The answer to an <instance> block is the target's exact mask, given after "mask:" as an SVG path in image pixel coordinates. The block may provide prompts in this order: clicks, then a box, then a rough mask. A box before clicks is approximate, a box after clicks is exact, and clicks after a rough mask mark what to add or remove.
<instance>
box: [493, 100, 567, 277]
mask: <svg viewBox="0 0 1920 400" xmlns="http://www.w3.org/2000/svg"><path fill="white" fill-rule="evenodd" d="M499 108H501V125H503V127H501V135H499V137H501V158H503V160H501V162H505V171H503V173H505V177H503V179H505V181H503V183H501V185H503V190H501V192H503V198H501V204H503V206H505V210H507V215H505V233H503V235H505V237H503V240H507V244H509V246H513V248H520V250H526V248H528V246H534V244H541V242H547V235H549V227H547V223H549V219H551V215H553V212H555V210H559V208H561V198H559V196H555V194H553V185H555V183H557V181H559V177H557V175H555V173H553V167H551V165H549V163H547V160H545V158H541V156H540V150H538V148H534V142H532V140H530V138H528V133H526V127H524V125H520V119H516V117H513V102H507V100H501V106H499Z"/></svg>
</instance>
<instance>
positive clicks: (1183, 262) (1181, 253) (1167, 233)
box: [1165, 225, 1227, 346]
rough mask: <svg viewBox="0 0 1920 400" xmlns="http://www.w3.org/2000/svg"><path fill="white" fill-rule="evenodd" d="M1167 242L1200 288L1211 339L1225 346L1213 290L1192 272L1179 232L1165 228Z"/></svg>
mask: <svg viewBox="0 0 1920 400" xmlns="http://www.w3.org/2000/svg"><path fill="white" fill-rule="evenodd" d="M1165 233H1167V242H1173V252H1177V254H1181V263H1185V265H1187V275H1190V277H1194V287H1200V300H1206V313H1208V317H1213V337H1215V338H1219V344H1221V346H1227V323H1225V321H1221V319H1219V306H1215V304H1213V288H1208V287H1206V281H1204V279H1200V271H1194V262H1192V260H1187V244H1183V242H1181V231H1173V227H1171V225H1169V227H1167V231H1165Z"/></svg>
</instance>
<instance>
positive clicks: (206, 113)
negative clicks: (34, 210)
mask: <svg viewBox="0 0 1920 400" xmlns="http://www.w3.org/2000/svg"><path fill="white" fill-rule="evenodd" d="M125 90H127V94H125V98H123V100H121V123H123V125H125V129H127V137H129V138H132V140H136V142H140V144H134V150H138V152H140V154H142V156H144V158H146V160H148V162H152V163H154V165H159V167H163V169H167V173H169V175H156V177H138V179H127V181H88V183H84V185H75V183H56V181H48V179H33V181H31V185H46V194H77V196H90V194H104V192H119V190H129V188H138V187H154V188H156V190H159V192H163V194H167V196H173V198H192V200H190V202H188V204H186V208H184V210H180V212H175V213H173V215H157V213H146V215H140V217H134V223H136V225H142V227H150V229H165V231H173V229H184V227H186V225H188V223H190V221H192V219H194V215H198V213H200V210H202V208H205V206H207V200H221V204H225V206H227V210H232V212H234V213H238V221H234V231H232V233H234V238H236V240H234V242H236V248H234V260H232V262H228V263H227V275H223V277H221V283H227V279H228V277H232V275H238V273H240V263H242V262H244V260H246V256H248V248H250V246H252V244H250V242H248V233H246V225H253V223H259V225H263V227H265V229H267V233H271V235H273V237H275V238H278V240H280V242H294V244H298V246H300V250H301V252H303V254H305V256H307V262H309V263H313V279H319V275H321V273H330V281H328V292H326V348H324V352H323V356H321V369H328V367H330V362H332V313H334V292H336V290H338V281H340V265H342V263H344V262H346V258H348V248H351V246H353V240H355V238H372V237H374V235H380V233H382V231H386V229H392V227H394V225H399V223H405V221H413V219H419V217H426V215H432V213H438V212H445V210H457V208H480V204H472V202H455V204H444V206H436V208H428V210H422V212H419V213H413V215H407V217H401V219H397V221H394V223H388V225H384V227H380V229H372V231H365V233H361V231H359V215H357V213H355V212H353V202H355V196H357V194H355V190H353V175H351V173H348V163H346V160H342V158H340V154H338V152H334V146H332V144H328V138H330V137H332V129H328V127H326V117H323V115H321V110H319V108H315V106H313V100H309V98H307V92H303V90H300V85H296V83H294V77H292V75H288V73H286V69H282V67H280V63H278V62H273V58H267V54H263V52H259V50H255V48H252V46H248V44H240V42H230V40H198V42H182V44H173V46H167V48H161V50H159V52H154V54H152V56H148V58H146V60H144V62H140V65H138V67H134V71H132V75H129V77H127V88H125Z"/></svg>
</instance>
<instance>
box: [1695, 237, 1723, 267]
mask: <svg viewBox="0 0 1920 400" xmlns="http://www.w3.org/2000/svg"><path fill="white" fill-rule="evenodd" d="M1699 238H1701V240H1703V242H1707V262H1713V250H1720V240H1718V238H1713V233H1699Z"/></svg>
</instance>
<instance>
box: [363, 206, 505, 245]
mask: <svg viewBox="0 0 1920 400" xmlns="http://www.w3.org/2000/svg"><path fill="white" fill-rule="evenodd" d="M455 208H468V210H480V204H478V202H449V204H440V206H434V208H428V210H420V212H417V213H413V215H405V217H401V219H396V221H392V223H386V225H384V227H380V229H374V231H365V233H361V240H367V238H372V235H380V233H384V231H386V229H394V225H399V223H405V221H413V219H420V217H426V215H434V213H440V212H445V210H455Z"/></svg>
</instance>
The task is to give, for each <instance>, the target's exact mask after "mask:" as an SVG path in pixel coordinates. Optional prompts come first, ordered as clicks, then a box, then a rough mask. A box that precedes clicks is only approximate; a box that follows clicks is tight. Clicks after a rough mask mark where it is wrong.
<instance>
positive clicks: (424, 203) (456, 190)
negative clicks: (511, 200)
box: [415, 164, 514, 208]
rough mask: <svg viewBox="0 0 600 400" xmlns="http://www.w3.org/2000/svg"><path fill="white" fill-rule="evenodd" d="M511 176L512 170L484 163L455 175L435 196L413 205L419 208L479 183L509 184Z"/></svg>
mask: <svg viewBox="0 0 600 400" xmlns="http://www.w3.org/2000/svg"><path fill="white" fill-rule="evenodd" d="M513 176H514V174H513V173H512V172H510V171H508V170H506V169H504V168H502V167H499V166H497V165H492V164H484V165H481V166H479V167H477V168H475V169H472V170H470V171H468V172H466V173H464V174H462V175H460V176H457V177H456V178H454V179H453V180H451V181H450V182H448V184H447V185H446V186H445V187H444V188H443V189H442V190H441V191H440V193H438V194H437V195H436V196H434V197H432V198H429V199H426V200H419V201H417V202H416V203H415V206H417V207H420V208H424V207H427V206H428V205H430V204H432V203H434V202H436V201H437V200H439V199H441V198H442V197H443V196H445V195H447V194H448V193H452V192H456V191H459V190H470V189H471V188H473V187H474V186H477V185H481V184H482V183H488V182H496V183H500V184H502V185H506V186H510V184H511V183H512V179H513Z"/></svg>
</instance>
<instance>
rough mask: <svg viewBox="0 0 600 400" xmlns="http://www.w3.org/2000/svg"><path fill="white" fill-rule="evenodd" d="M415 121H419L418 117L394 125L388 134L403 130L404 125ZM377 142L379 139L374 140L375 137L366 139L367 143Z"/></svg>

■ Brief
Please pull out each line in the items above that contains the word "then", and copy those lines in full.

■ Result
The answer to an <instance> block is the target's exact mask, given after "mask:" as an SVG path in image pixel coordinates. The block may provide prompts in this order: clicks, then a box, then a rough mask. A box before clicks is approximate, a box after clicks is exact, and clicks after a rough mask mark what to add or remove.
The task is to give, for each <instance>, the target's exact mask after "mask:" as an SVG path in pixel coordinates. Optional prompts come first, ordered as clicks, then a box, then a rough mask. A box that precedes clicks is only approximate; a box that follows clicks is tight. Clicks after a rough mask mark where it is wrong.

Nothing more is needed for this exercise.